(Extracted records)
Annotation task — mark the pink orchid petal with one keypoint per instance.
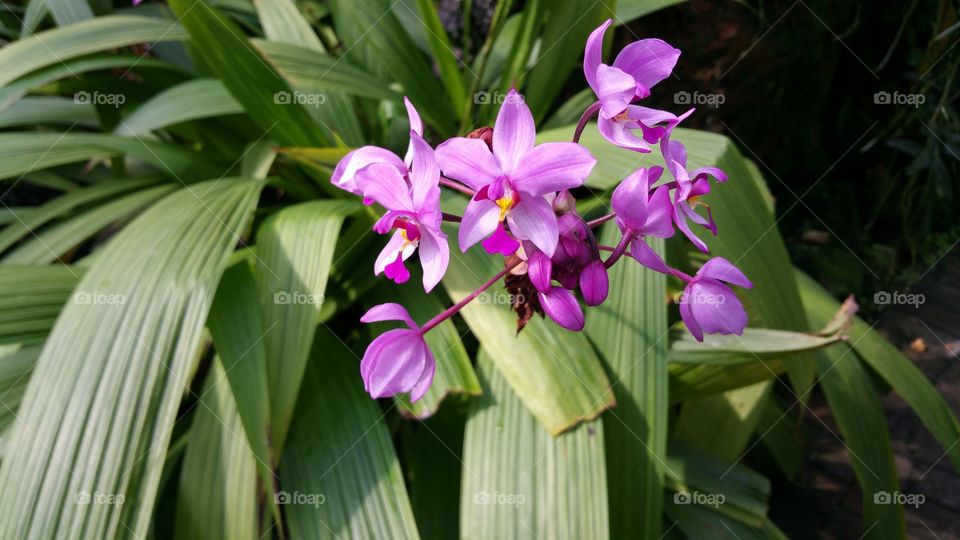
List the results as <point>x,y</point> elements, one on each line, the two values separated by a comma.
<point>593,54</point>
<point>620,133</point>
<point>389,312</point>
<point>513,132</point>
<point>384,184</point>
<point>649,61</point>
<point>551,167</point>
<point>344,175</point>
<point>426,378</point>
<point>500,242</point>
<point>534,220</point>
<point>723,270</point>
<point>562,307</point>
<point>425,174</point>
<point>479,221</point>
<point>615,90</point>
<point>434,257</point>
<point>469,161</point>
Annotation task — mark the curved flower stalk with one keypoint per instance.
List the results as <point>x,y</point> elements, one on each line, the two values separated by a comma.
<point>521,207</point>
<point>635,71</point>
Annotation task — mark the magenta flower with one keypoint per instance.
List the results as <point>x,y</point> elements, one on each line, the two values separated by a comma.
<point>511,181</point>
<point>643,212</point>
<point>708,305</point>
<point>690,187</point>
<point>637,68</point>
<point>345,174</point>
<point>397,361</point>
<point>413,211</point>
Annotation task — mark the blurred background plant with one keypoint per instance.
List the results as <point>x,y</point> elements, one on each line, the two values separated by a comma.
<point>181,284</point>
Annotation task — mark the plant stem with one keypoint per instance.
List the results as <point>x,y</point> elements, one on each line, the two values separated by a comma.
<point>452,184</point>
<point>452,310</point>
<point>584,118</point>
<point>621,248</point>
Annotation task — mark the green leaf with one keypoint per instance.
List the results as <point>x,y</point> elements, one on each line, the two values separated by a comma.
<point>518,481</point>
<point>103,398</point>
<point>375,40</point>
<point>52,243</point>
<point>34,110</point>
<point>94,35</point>
<point>560,380</point>
<point>855,406</point>
<point>906,380</point>
<point>41,215</point>
<point>25,152</point>
<point>225,50</point>
<point>31,299</point>
<point>294,252</point>
<point>217,496</point>
<point>756,344</point>
<point>282,22</point>
<point>630,332</point>
<point>442,53</point>
<point>561,46</point>
<point>340,473</point>
<point>454,372</point>
<point>197,98</point>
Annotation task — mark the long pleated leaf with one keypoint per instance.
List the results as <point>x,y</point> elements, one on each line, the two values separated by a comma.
<point>552,370</point>
<point>518,481</point>
<point>97,416</point>
<point>340,477</point>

◆ **REQUIRED ACTION**
Search the entries for the string "leaf". Copy every line that has it.

◆ **RESULT OF THIS TASK**
Annotation task — mark the green leaf with one keypoint per instance.
Annotation task — mark the long pleated leaf with one keypoint per instance.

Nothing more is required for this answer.